Retype the passage on personal wishes and faith between "I don't want to" and "and not anger.", inclusive, keeping every word and mark unchanged.

START SOURCE DOCUMENT

I don't want to be lavish, I want to stay humble. I want peace and solitude. I want to be able to throw a crazy party every weekend with 100 people I've never seen before and I'll never see again. I want to find somebody special. I don't want trophy wives, I want somebody to balance me where I am weak. I want to grow closer to God. I want, although my cartoon says some terrible words, to be able to bring God's message to people without being "preachy" or "disrespectful" about it.
I mean dude, all things are possible. All fucking things are possible through God.
I know I'm cursing and saying God's name in the same sentence. I don't know if that's considered a sin, but I think God knows I'm using this word as a word of passion, and not anger.

END SOURCE DOCUMENT
START INFORMATION PROVIDED

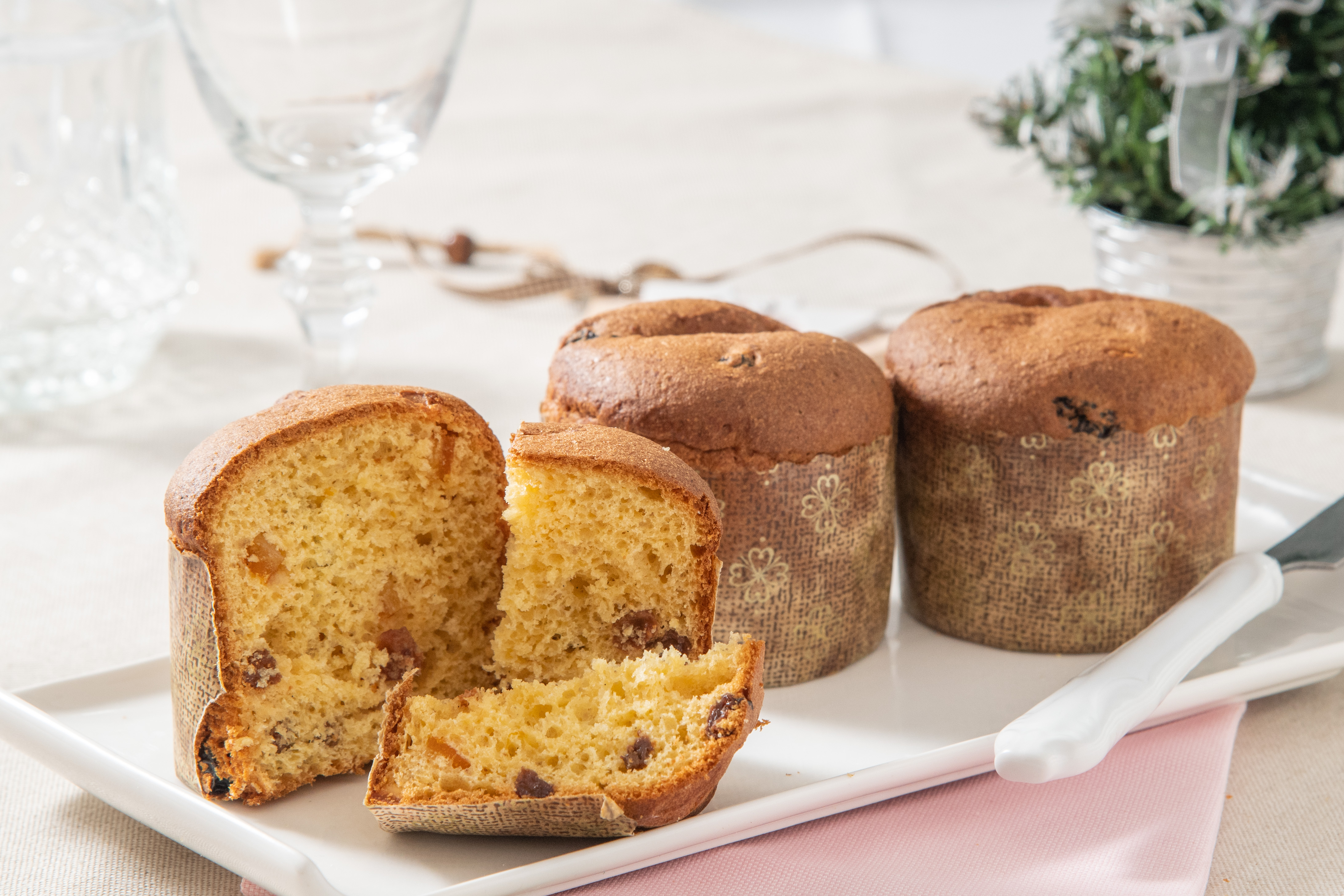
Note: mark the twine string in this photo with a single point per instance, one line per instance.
(545, 275)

END INFORMATION PROVIDED

== COMPLETE RESPONSE ==
I don't want to be lavish, I want to stay humble. I want peace and solitude. I want to be able to throw a crazy party every weekend with 100 people I've never seen before and I'll never see again. I want to find somebody special. I don't want trophy wives, I want somebody to balance me where I am weak. I want to grow closer to God. I want, although my cartoon says some terrible words, to be able to bring God's message to people without being "preachy" or "disrespectful" about it.
I mean dude, all things are possible. All fucking things are possible through God.
I know I'm cursing and saying God's name in the same sentence. I don't know if that's considered a sin, but I think God knows I'm using this word as a word of passion, and not anger.